Two of the pope’s more baffling long-term maneuvers have been his (perhaps unintended) informal acceptance of homosexual lifestyles—a perceived acceptance that earned him the ‘Person of the Year’ award from a gay advocacy magazine in 2013[2]—a position that he only clarified in 2021, after seeming to endorse gay civil unions;[3] and an agreement with the Chinese government to recognize the state-sanctioned Church, a direct repudiation of the long-suffering underground Church in China. His recent acknowledgment, ‘You can be deceived in dialogue, you can make mistakes, all that,’[4] should inspire little confidence among the faithful in the world’s largest nation.
Catholics, in general—this author included—would overlook nearly a decade of confusion in exchange for a year or two of firm leadership and lucid communication. After all, Christ’s message of forgiveness is an unmistakable precept of the faith. The congress in Budapest offered an opportunity to achieve such progress. Catholics believe in papal infallibility on matters of doctrine, when the pope is speaking from the Chair of Peter – not, say, on matters like mass migration or climate change; this papacy has offered no shortage of the latter, but frustratingly little of the former. Budapest might have been a turning point.
It was a particularly relevant moment because Hungary has weathered the storm of European outrage over its laudable family policies, which are remarkably compatible with Catholic social teaching
Hungarian parents, and particularly mothers, enjoy a tremendous number of financial benefits, as well as housing, transportation, and work-life-balance advantages. (Visit the Mária Kopp Institute for Demography and Families for more details). In just a decade, the country’s fertility rate has increased from a troubling 1.25 to 1.55, by far the largest such increase in the EU during that period. The number of abortions has decreased by 36 per cent. Marriages have nearly doubled, and divorces have decreased by 36 per cent, to the lowest level since 1958. Female employment has increased from 54.6 per cent to 67 per cent, the second-largest such increase in the EU.[5] It all amounts to a societal success story the pope should be keen to celebrate.
Alas, Pope Francis missed this opportunity to embrace a country that has charted a remarkably Catholic course in the heart of secular Europe. He did not mention the country’s family policies at any point during his homily[6] or Angelus address.[7] Any support of Hungary’s globally reported law against sexual indoctrination of children was conspicuously absent from the pope’s message. His thinly veiled ‘extends its arms’ remark about migration reverberated throughout international media but came with no advice on how to prevent the demographic and cultural catastrophe occurring in Western Europe. Finally, the contrast between his seven hours spent in Budapest and three days in neighboring Slovakia hardly went unnoticed.

EXERCISE INSTRUCTIONS ->
[A] What changes in Hungarian family and social statistics does the piece on Pope Francis's visit to Budapest report, and what is each change?
[B] Take the piece on Pope Francis's visit to Budapest further, starting right after its final sentence.

Point-based annotation data
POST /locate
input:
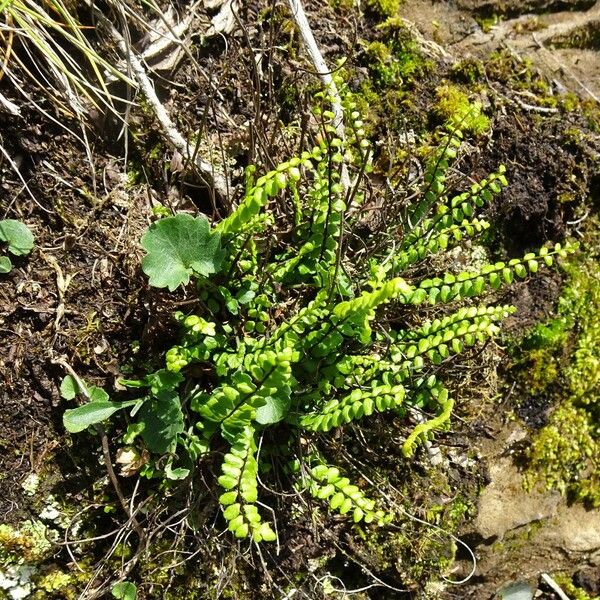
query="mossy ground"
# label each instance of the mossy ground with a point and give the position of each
(405, 93)
(560, 361)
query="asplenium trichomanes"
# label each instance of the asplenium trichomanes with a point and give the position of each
(300, 319)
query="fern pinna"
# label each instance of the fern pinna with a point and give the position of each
(302, 325)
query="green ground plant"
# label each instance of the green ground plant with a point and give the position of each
(565, 453)
(305, 325)
(18, 239)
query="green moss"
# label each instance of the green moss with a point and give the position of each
(468, 71)
(455, 109)
(395, 58)
(29, 543)
(572, 591)
(486, 23)
(565, 454)
(384, 8)
(341, 5)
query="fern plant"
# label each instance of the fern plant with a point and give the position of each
(305, 325)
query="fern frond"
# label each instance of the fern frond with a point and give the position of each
(326, 483)
(239, 480)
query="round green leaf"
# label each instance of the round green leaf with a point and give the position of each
(18, 237)
(179, 247)
(5, 264)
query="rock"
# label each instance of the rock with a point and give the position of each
(504, 505)
(520, 7)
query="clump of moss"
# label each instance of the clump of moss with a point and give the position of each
(468, 71)
(565, 453)
(384, 8)
(455, 109)
(28, 543)
(395, 58)
(574, 592)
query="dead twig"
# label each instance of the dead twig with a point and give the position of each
(216, 180)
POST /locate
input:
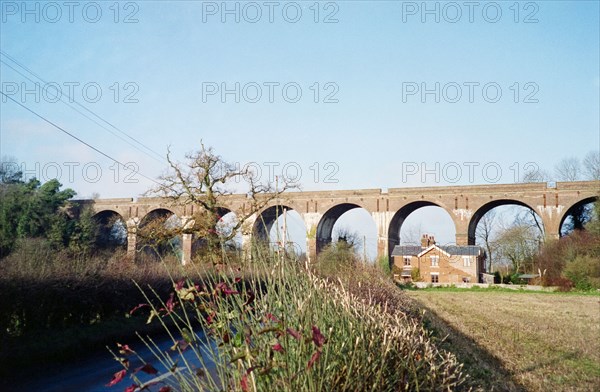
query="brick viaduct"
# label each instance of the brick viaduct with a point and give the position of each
(320, 209)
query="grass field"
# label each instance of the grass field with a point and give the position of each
(519, 341)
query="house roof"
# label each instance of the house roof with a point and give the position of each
(431, 247)
(457, 250)
(406, 250)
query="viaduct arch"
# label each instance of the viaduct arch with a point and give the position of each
(320, 209)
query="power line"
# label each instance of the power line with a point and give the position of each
(88, 117)
(75, 137)
(156, 154)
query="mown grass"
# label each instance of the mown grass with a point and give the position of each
(497, 289)
(545, 342)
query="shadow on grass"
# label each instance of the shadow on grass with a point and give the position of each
(486, 372)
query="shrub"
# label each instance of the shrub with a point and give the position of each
(276, 325)
(584, 272)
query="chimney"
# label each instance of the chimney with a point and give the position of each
(425, 241)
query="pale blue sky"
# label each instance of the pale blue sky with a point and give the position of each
(370, 135)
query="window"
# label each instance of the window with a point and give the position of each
(467, 261)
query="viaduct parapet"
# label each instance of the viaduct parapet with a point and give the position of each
(319, 210)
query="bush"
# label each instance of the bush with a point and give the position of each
(584, 272)
(276, 325)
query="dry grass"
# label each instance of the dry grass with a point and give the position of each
(544, 342)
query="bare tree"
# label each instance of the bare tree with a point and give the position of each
(411, 235)
(517, 245)
(591, 165)
(568, 169)
(203, 181)
(536, 175)
(485, 235)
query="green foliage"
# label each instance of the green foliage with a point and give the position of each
(584, 272)
(35, 210)
(384, 266)
(415, 275)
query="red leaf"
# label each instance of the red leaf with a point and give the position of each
(147, 368)
(124, 349)
(117, 377)
(131, 388)
(223, 288)
(313, 359)
(210, 318)
(170, 305)
(251, 297)
(244, 383)
(318, 337)
(295, 334)
(272, 318)
(137, 307)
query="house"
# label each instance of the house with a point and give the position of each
(433, 263)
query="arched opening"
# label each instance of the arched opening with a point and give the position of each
(112, 230)
(282, 228)
(350, 223)
(229, 239)
(510, 232)
(577, 216)
(415, 219)
(523, 212)
(156, 238)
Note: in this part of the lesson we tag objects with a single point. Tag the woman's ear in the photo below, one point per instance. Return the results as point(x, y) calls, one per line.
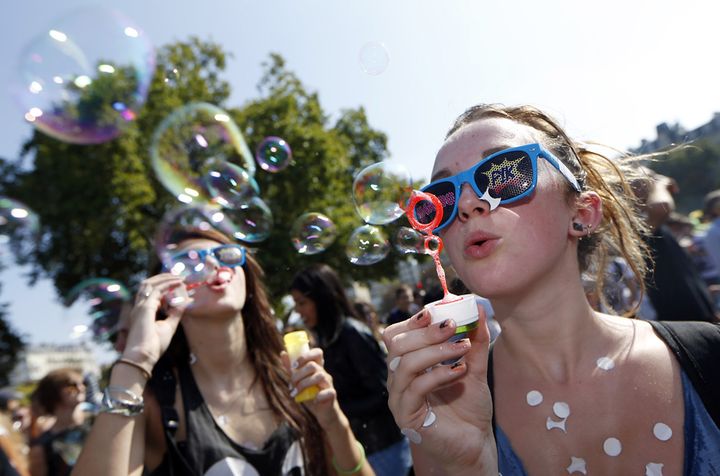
point(587, 216)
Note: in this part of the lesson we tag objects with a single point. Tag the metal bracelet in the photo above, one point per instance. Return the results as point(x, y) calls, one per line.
point(129, 405)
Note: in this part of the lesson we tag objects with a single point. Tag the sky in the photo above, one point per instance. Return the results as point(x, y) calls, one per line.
point(609, 71)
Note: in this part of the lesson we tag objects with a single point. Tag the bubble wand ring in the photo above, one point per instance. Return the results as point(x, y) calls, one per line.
point(417, 197)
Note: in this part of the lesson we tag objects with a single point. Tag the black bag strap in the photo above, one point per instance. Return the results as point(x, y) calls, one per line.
point(696, 345)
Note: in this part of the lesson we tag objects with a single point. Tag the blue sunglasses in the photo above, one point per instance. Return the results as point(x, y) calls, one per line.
point(504, 177)
point(193, 264)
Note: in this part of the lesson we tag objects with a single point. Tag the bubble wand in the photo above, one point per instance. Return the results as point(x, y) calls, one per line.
point(462, 309)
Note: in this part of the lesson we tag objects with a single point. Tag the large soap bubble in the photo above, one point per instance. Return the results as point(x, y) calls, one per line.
point(381, 192)
point(193, 142)
point(105, 298)
point(85, 76)
point(367, 245)
point(312, 233)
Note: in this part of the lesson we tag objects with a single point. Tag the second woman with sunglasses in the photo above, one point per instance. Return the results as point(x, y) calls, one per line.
point(205, 389)
point(564, 389)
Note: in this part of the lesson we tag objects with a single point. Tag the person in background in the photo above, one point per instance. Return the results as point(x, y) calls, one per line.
point(356, 362)
point(13, 450)
point(711, 240)
point(368, 315)
point(403, 301)
point(203, 386)
point(55, 451)
point(674, 287)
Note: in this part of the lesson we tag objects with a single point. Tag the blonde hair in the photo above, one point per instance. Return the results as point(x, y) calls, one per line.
point(621, 229)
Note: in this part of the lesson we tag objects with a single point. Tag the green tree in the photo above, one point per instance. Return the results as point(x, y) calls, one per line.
point(696, 169)
point(11, 344)
point(98, 205)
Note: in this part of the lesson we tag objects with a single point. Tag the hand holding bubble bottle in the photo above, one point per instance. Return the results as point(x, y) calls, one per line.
point(425, 211)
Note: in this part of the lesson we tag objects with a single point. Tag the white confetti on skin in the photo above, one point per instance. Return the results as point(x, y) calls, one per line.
point(534, 398)
point(662, 432)
point(551, 424)
point(612, 447)
point(605, 363)
point(577, 465)
point(653, 469)
point(561, 409)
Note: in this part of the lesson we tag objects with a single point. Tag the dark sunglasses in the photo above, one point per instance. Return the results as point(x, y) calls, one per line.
point(508, 176)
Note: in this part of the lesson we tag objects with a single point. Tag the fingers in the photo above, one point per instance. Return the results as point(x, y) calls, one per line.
point(415, 363)
point(313, 355)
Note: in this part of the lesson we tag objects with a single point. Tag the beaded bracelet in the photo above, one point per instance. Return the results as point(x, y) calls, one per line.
point(356, 468)
point(147, 374)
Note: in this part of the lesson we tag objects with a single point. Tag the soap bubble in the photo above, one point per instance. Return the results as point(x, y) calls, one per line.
point(312, 233)
point(190, 143)
point(18, 223)
point(409, 241)
point(199, 216)
point(105, 298)
point(374, 58)
point(273, 154)
point(250, 221)
point(230, 185)
point(367, 245)
point(85, 76)
point(381, 191)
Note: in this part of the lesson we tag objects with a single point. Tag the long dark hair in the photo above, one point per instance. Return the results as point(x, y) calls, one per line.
point(264, 345)
point(321, 284)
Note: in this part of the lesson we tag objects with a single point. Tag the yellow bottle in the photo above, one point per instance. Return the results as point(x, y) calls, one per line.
point(296, 344)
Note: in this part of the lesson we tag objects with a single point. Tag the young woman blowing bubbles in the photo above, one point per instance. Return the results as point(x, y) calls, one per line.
point(565, 389)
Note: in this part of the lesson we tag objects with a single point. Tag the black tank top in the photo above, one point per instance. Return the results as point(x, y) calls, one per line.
point(209, 451)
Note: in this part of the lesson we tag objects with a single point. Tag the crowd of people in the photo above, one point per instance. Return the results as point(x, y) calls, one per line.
point(557, 381)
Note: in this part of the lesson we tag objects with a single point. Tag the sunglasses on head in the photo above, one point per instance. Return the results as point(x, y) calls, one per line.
point(505, 177)
point(195, 266)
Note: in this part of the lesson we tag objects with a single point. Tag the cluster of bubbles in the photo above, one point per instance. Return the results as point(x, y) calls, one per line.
point(380, 193)
point(65, 72)
point(105, 300)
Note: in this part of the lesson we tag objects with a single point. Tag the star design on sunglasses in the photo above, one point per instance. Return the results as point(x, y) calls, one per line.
point(503, 175)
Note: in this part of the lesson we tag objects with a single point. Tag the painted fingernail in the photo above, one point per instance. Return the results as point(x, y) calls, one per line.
point(412, 435)
point(393, 365)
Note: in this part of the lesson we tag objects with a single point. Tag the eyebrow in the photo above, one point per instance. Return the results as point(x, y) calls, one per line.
point(442, 173)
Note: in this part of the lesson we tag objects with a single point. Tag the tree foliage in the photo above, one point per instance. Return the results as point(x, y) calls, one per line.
point(99, 204)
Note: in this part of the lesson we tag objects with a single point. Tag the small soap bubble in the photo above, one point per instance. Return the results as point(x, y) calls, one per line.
point(273, 154)
point(251, 221)
point(105, 299)
point(18, 223)
point(409, 241)
point(230, 185)
point(312, 233)
point(374, 58)
point(85, 76)
point(195, 216)
point(367, 245)
point(192, 141)
point(381, 192)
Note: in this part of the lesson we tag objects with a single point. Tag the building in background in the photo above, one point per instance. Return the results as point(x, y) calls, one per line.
point(39, 359)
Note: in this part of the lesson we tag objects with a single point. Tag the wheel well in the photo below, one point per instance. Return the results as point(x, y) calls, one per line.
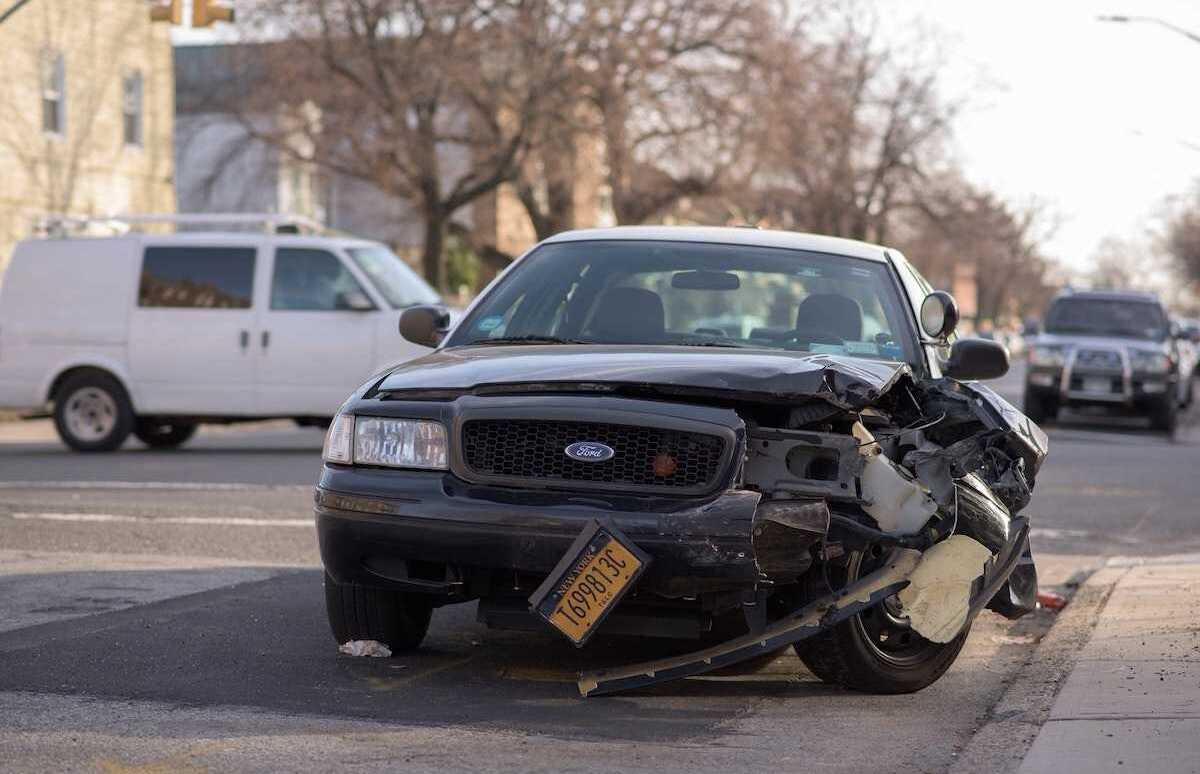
point(52, 394)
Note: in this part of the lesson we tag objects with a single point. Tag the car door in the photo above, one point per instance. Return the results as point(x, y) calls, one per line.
point(191, 329)
point(317, 340)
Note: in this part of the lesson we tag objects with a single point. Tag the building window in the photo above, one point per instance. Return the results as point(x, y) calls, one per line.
point(131, 107)
point(54, 94)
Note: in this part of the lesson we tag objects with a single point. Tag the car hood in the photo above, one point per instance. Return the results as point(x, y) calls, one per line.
point(1107, 342)
point(762, 373)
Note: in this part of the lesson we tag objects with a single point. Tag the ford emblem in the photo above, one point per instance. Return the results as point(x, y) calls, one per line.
point(589, 451)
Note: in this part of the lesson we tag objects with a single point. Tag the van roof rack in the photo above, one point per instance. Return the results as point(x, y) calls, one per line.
point(60, 226)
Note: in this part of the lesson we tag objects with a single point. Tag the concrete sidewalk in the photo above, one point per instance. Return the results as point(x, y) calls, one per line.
point(1132, 702)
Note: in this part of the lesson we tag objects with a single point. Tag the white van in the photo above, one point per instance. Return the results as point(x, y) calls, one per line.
point(153, 335)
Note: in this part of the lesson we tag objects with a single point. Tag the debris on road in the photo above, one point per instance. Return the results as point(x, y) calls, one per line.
point(371, 648)
point(1049, 600)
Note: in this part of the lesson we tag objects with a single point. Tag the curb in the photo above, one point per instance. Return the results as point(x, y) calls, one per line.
point(1006, 736)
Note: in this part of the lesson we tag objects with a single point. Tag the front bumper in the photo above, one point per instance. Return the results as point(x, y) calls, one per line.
point(375, 527)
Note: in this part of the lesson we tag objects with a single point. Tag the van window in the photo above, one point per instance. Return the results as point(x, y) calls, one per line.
point(311, 280)
point(197, 277)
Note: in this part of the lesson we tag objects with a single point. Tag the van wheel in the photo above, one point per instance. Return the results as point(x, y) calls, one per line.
point(160, 435)
point(359, 612)
point(93, 412)
point(876, 652)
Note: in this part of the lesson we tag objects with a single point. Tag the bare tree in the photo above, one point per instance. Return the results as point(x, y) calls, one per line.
point(431, 101)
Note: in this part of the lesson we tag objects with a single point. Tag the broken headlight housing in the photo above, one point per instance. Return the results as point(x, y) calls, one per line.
point(393, 443)
point(1149, 361)
point(1048, 355)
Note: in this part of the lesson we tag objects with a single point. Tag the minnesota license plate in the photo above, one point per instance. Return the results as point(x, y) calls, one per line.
point(600, 567)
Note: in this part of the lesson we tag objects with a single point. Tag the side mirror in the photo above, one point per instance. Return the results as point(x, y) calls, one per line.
point(424, 325)
point(977, 359)
point(354, 301)
point(939, 315)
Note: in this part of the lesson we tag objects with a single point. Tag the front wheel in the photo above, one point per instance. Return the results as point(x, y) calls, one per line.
point(359, 612)
point(93, 412)
point(876, 651)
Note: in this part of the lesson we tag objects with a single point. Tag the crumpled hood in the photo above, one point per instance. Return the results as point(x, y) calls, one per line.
point(846, 382)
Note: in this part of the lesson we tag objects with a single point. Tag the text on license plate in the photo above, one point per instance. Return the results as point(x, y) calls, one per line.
point(581, 594)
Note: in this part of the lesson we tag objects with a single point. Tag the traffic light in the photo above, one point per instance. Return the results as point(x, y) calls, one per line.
point(167, 11)
point(208, 12)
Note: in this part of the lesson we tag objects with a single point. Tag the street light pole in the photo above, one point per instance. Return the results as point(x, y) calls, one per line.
point(1127, 19)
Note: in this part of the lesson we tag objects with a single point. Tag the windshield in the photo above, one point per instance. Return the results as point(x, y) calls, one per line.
point(695, 294)
point(400, 286)
point(1108, 317)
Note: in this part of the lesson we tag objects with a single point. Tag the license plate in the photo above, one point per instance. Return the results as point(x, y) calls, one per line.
point(593, 576)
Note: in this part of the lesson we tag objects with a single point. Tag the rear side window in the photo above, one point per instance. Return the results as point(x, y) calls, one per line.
point(311, 280)
point(197, 277)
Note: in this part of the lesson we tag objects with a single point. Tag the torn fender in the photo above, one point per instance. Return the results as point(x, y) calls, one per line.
point(802, 624)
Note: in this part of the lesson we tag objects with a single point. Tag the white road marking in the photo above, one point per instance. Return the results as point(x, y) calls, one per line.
point(207, 521)
point(145, 485)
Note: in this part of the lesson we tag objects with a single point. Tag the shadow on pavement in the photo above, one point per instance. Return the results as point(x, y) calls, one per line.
point(267, 645)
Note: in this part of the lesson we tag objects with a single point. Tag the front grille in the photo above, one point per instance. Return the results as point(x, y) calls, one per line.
point(1098, 359)
point(643, 456)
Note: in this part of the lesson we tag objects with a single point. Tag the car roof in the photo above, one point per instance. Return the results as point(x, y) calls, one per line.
point(189, 238)
point(1110, 295)
point(729, 235)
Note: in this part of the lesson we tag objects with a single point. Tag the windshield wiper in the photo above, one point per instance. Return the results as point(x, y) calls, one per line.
point(528, 340)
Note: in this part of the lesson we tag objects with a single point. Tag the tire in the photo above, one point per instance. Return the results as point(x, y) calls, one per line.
point(1038, 408)
point(849, 655)
point(1164, 414)
point(394, 618)
point(93, 412)
point(163, 435)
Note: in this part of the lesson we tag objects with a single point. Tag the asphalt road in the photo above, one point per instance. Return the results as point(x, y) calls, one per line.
point(163, 611)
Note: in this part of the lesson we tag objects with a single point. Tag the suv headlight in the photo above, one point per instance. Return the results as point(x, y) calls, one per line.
point(394, 443)
point(1149, 361)
point(1047, 355)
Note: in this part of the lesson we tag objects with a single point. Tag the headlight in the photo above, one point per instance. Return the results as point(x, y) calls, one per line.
point(400, 443)
point(340, 439)
point(1047, 355)
point(1149, 361)
point(395, 443)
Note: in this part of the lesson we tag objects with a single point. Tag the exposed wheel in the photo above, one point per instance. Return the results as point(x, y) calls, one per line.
point(1038, 408)
point(163, 435)
point(93, 412)
point(1164, 414)
point(394, 618)
point(876, 651)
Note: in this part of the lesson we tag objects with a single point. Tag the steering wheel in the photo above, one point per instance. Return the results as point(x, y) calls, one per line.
point(797, 339)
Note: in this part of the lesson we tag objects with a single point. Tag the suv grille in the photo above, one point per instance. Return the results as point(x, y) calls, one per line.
point(643, 456)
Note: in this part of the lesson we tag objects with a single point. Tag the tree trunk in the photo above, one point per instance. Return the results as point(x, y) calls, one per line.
point(432, 258)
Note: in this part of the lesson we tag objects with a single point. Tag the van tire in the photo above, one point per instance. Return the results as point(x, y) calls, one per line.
point(93, 412)
point(163, 435)
point(360, 612)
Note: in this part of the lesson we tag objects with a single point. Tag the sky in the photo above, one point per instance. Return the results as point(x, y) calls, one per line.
point(1098, 123)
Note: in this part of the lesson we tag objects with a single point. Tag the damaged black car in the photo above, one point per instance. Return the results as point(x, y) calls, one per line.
point(749, 438)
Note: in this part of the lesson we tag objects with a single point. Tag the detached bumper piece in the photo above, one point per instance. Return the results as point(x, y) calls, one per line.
point(804, 623)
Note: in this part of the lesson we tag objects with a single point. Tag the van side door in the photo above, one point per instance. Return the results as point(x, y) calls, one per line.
point(191, 329)
point(317, 341)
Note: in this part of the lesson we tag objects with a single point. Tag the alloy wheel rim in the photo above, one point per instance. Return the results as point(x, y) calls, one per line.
point(90, 414)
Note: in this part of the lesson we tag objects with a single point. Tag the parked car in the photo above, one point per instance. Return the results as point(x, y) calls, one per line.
point(1115, 351)
point(587, 451)
point(154, 334)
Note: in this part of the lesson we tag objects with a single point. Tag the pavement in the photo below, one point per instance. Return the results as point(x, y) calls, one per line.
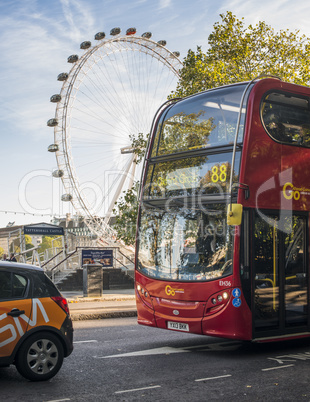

EXPECTED RESPONSES ->
[A]
- Fertility rate: rose from 1.25 to 1.55 in a decade
- Abortions: decreased by 36 percent
- Marriages: nearly doubled
- Divorces: decreased by 36 percent, to the lowest level since 1958
- Female employment: increased from 54.6 percent to 67 percent

[B]
This author proposes giving Francis the benefit of the doubt on all these oversights – he is the Holy Father, after all. Hungarians should not perceive any ill will unless the pope directly expresses it. Nonetheless, these oversights, if that is indeed what they are, represent a continuation of Pope Francis’s long track record of confusion.
While many Catholics are left shaking their heads during this papacy, Hungary’s secular government often seems to offer a solid Catholic alternative (slightly ironic since Prime Minister Orbán is a Protestant) to conventional western sociopolitical thought. Let’s offer a prayer that those two entities more successfully unite – hopefully before the next Eucharistic congress comes to Budapest.
[1] One-third of U.S. Catholics believe in transubstantiation | Pew Research Center
[2] Prominent gay rights magazine The Advocate honors Pope Francis on his 77th birthday – CBS News
[3] Holy See: The Church cannot bless same-sex unions – Vatican News
[4] Ten Takeaways from Pope Francis’ Latest Interview| National Catholic Register (ncregister.com)
[5] Molnár, Balázs. “10 Years of Success in Family Policy: The Case of Hungary”. Mária Kopp Institute for Demography and Families.
[6] Apostolic Journey to Budapest: Holy Mass at Heroes’ Square in Budapest (12 September 2021) | Francis (vatican.va)
[7] Apostolic Journey to Budapest: Angelus, 12 September 2021 | Francis (vatican.va)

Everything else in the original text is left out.